- **SELECTED TEXT**:
*****

4.31 A letter means put and an asterisk means get in the sequence

E A S * Y * Q U E * * * S T * * * I O * N * * *.

Give the sequence of values returned by the get operations when this sequence of operations is performed on an initially empty FIFO queue.

4.32 Modify the array-based FIFO queue implementation in the text (Program 4.11) to call a function QUEUEerror if the client attempts to get when the queue is empty or to put when the queue is full.

4.33 Modify the linked-list–based FIFO queue implementation in the text (Program 4.10) to call a function QUEUEerror if the client attempts to get when the queue is empty or if there is no memory available from malloc for a put.

4.34 An uppercase letter means put at the beginning, a lowercase letter means put at the end, a plus sign means get from the beginning, and an asterisk means get from the end in the sequence

E A s + Y + Q U E * * + s t + * + I O * n + + *.

*****

- **DATA EXTRACT**:
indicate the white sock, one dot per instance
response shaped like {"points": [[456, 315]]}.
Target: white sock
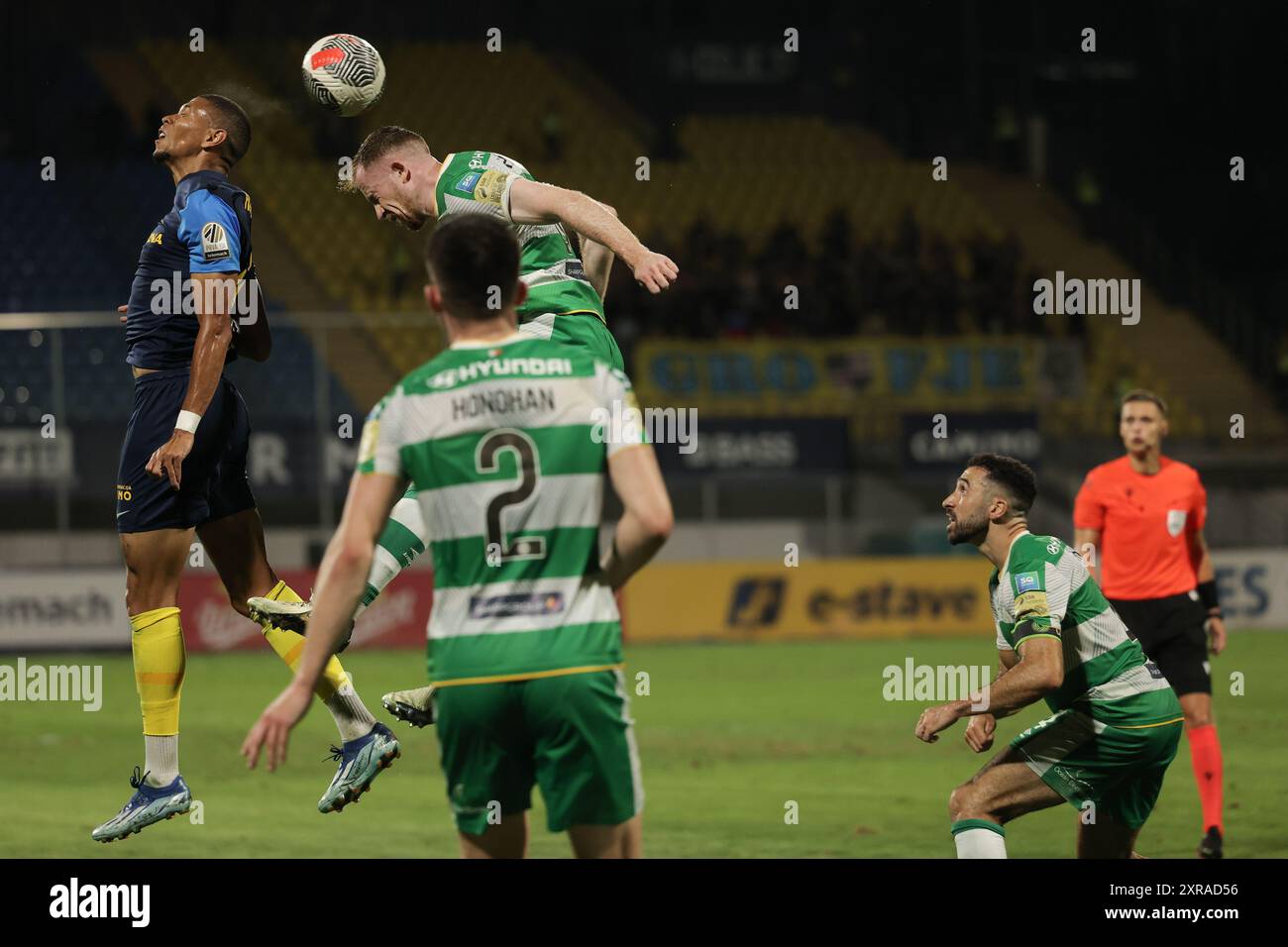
{"points": [[352, 716], [160, 759], [978, 841]]}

*****

- **DIRECTIVE 1**:
Using the queue exercises, answer each question briefly, one per line:
(a) In exercise 4.31, what does an asterisk stand for?
(b) Which program is the array-based FIFO queue implementation that exercise 4.32 asks you to modify?
(c) In exercise 4.34, what does a plus sign mean?
- **DIRECTIVE 2**: Extend the queue exercises by writing what comes next after the last sequence of letters and symbols.

- **OUTPUT 1**:
(a) Get.
(b) Program 4.11.
(c) Get from the beginning.

- **OUTPUT 2**:
Give the sequence of values returned by the get operations when this sequence of operations is performed on an initially empty deque.

4.35 Using the conventions of Exercise 4.34, give a way to insert plus signs and asterisks in the sequence E a s Y so that the sequence of values returned by the get operations is (i) E s a Y ; (ii) Y a s E ; (iii) a Y s E ; (iv) a s Y E ; or, in each instance, prove that no such sequence exists.

4.36 Given two sequences, give an algorithm for determining whether or not it is possible to add plus signs and asterisks to make the first produce the second when interpreted as a sequence of deque operations in the sense of Exercise 4.35.

4.37 Write an interface for the deque ADT.

4.38 Provide an implementation for your deque interface (Exercise 4.37) that uses an array for the underlying data structure.

4.39 Provide an implementation for your deque interface (Exercise 4.37) that uses a doubly linked list for the underlying data structure.

4.40 Provide an implementation for the FIFO queue interface in the text (Program 4.9) that uses a circular list for the underlying data structure.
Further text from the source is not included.